● **WHAT THE TASK REQUIRES**
Beginning with the line below that contains "Target: stone veneer wall" and ending with the line that contains "the form [423,556].", retype every line exactly. Pictures are not copied.

** INFORMATION follows **

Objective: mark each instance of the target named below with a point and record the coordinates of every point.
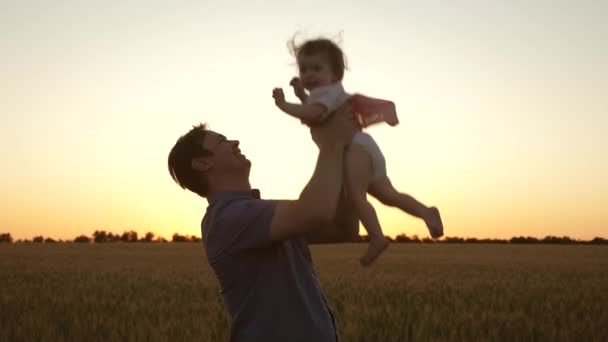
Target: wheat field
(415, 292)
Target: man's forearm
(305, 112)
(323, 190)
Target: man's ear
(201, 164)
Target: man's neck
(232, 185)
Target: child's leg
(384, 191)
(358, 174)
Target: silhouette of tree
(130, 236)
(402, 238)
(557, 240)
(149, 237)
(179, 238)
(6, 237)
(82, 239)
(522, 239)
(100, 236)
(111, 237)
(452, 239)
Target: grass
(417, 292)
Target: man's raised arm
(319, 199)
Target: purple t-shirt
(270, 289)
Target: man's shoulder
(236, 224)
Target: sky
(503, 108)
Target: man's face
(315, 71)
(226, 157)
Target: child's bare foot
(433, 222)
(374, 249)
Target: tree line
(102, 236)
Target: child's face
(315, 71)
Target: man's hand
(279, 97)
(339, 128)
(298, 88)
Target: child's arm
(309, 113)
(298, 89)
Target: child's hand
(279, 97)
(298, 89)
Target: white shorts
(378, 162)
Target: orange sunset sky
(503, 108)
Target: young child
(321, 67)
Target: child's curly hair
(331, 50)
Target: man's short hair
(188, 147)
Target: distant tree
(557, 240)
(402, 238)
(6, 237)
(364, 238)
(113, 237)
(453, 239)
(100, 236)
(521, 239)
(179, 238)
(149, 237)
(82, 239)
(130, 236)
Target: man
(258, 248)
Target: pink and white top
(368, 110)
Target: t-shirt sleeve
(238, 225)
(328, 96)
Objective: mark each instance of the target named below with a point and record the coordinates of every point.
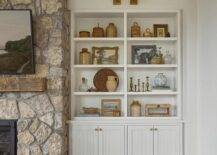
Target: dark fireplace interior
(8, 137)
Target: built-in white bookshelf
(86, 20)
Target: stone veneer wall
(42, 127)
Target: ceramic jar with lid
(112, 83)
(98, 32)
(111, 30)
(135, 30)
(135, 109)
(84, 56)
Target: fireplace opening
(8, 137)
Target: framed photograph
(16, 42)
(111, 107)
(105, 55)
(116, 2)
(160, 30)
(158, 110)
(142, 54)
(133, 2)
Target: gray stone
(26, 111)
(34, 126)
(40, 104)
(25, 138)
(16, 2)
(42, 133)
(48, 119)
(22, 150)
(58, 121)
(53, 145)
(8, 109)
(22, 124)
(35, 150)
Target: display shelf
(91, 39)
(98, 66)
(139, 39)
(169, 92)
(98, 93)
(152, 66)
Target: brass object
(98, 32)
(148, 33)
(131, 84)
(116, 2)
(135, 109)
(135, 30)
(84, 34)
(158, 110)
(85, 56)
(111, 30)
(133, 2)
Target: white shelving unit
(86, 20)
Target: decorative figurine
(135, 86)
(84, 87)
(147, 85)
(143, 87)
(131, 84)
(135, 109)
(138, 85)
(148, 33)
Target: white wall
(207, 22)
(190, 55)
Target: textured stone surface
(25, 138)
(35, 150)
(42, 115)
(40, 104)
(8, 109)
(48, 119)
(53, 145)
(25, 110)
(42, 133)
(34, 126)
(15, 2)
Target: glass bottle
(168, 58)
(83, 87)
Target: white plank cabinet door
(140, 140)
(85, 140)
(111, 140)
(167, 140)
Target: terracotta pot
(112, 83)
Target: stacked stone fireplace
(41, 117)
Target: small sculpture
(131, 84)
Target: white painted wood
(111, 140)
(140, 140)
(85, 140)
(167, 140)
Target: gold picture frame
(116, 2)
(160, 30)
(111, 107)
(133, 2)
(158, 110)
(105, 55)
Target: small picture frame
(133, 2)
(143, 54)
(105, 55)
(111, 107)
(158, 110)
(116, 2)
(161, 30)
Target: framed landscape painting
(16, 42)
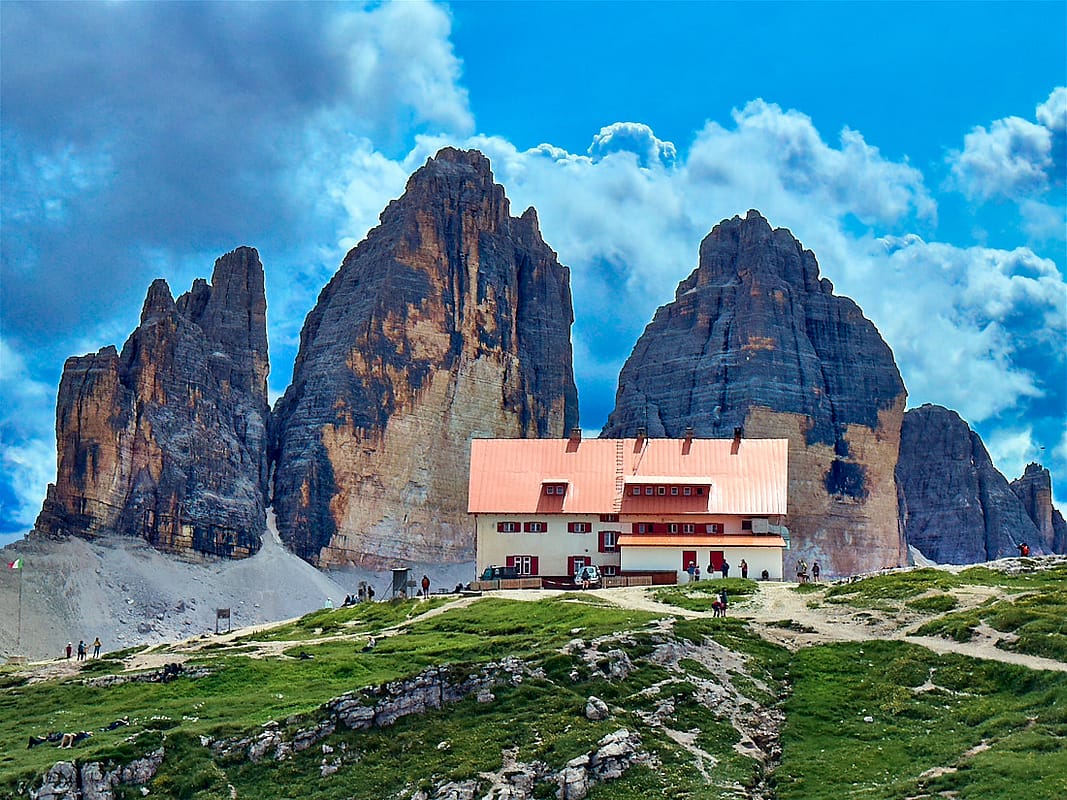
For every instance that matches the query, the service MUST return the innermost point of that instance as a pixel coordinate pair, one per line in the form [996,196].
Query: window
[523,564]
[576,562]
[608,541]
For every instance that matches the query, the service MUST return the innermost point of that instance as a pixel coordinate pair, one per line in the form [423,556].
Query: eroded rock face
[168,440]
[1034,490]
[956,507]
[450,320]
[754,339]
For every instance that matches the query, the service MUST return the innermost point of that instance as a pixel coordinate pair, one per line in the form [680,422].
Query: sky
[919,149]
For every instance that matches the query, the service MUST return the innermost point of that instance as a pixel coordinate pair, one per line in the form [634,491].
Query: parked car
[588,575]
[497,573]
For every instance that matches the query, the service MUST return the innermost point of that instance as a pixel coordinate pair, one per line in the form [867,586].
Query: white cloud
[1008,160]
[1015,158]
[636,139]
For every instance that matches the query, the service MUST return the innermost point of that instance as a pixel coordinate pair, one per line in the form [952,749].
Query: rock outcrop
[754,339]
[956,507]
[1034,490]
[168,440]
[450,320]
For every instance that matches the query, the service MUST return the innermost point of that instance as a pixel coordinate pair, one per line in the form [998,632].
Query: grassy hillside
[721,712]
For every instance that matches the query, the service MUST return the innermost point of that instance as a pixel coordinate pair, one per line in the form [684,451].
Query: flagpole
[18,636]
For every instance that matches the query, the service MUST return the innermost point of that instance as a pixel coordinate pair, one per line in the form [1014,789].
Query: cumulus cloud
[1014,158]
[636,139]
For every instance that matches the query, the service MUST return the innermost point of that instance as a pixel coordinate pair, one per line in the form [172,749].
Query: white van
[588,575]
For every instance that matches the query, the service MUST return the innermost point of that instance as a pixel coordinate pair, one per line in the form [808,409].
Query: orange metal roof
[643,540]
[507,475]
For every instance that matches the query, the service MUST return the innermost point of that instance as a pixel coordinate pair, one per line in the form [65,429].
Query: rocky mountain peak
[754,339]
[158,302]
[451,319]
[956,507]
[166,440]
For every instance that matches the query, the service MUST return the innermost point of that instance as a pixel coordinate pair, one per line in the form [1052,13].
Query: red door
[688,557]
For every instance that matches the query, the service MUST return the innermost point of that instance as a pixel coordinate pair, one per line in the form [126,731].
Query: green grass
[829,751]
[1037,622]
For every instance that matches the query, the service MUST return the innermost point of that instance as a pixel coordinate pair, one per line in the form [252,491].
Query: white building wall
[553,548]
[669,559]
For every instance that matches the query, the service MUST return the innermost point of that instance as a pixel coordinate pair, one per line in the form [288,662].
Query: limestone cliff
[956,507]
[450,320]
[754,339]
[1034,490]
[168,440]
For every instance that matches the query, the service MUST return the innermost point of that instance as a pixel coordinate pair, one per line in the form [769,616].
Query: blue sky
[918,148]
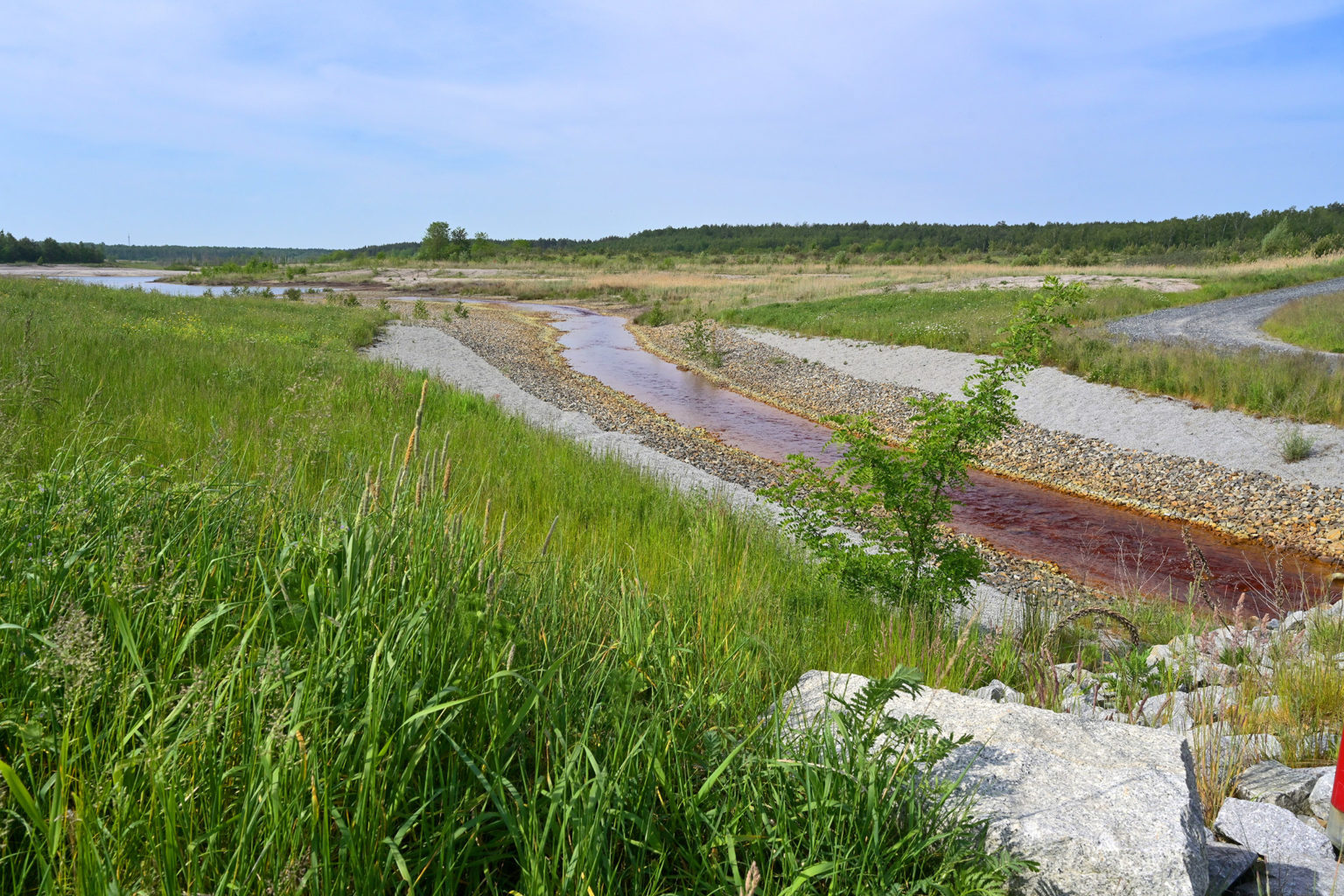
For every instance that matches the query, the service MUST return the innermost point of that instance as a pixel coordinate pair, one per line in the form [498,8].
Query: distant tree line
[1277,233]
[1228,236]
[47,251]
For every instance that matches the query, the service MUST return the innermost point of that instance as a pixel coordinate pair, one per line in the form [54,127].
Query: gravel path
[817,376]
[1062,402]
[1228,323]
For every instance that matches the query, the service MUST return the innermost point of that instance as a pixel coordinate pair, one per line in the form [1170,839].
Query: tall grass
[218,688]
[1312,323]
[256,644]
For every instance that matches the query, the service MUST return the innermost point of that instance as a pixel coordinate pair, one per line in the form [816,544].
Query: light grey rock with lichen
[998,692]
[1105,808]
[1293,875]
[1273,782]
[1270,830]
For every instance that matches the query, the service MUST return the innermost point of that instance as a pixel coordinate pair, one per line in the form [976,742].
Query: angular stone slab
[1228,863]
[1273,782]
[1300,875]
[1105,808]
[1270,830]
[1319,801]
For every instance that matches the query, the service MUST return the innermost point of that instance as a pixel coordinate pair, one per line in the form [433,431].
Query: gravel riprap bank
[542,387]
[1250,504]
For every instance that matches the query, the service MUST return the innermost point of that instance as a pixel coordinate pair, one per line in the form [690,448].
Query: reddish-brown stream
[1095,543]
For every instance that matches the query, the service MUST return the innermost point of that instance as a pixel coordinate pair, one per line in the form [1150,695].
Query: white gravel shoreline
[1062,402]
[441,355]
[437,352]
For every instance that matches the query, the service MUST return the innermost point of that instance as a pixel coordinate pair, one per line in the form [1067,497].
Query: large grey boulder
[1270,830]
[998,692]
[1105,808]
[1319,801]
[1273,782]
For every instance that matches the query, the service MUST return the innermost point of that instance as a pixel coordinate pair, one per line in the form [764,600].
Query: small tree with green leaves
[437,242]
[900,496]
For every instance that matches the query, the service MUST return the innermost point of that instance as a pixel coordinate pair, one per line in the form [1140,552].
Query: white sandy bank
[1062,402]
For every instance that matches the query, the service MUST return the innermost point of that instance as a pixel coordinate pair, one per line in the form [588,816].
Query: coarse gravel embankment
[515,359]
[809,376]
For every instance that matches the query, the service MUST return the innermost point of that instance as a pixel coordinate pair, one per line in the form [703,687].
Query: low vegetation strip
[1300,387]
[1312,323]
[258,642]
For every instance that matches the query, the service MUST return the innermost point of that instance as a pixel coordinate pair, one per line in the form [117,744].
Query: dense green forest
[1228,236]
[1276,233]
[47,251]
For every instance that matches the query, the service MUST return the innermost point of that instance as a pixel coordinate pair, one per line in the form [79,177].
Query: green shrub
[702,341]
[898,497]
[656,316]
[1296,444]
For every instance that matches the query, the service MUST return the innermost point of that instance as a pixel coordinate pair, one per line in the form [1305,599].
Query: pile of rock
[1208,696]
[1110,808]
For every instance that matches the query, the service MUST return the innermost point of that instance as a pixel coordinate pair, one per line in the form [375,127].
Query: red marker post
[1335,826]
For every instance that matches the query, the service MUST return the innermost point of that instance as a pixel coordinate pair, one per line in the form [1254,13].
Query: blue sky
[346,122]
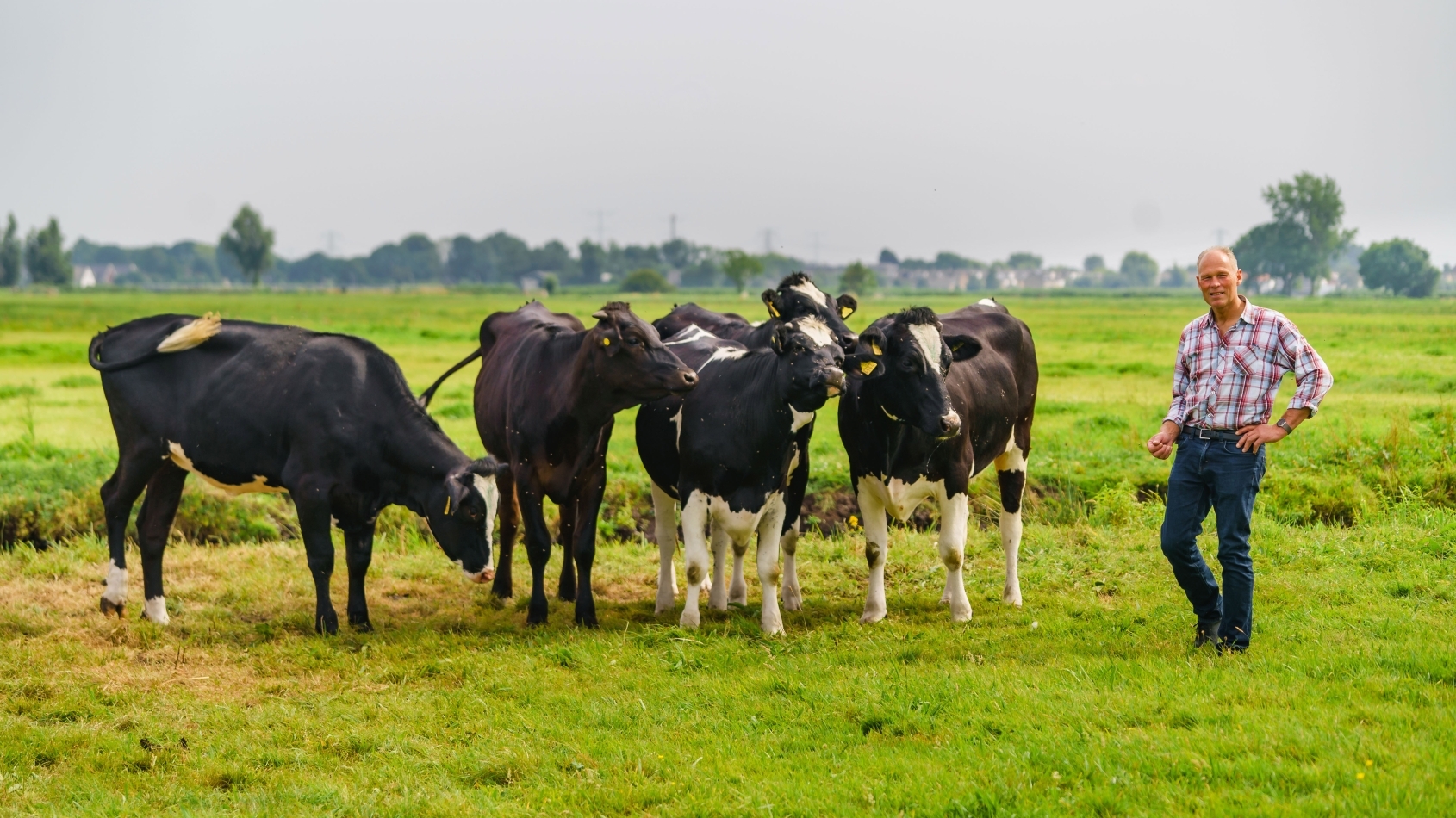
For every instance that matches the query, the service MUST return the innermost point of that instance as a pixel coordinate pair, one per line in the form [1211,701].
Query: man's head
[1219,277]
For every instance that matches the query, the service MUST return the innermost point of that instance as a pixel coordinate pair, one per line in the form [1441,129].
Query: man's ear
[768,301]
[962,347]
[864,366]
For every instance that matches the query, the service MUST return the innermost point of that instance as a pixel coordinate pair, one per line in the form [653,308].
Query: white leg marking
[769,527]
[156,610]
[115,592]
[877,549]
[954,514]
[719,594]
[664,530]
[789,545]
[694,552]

** End of INFORMATION **

● **ANSWER SPACE**
Target: stone veneer wall
(42, 127)
Target: ceramic jar with lid
(112, 83)
(98, 32)
(111, 30)
(135, 30)
(135, 109)
(84, 56)
Target: fireplace opening
(8, 137)
Target: framed photograph
(16, 42)
(111, 107)
(105, 55)
(116, 2)
(160, 30)
(158, 110)
(142, 54)
(133, 2)
Target: gray stone
(26, 111)
(34, 126)
(40, 104)
(25, 138)
(16, 2)
(42, 133)
(48, 119)
(22, 150)
(58, 121)
(53, 145)
(8, 109)
(22, 124)
(35, 150)
Target: display shelf
(91, 39)
(98, 66)
(139, 39)
(169, 92)
(98, 93)
(152, 66)
Target: brass object
(98, 32)
(148, 33)
(131, 84)
(116, 2)
(135, 109)
(135, 30)
(84, 34)
(158, 110)
(85, 56)
(111, 30)
(133, 2)
Target: white shelving unit
(86, 20)
Target: decorative figurine
(135, 86)
(84, 87)
(147, 85)
(143, 87)
(131, 84)
(135, 109)
(138, 85)
(148, 33)
Target: white wall
(207, 22)
(190, 55)
Target: textured stone surface
(25, 138)
(35, 150)
(42, 115)
(40, 104)
(8, 109)
(48, 119)
(53, 145)
(25, 110)
(42, 133)
(34, 126)
(15, 2)
Target: glass bottle
(168, 58)
(83, 87)
Target: white plank cabinet door
(140, 140)
(85, 140)
(111, 140)
(167, 140)
Target: terracotta pot
(112, 83)
Target: stacked stone fireplace
(41, 117)
Target: small sculpture
(131, 84)
Target: white painted wood
(111, 140)
(140, 140)
(85, 140)
(167, 140)
Target: gold picture frame
(116, 2)
(160, 30)
(111, 107)
(133, 2)
(158, 110)
(105, 55)
Target: small picture frame
(133, 2)
(143, 54)
(105, 55)
(111, 107)
(158, 110)
(116, 2)
(161, 30)
Target: framed landscape painting
(16, 42)
For every instance that matches the query, the service MUST return the innermost point of that instance as a pixel coordinate pair, one per line in the form [996,196].
Query: window
[523,564]
[576,562]
[608,541]
For every instance that matches the query, the service MUST return the innermost point of that instance as a pixel coordinate pair, one per line in the form [423,556].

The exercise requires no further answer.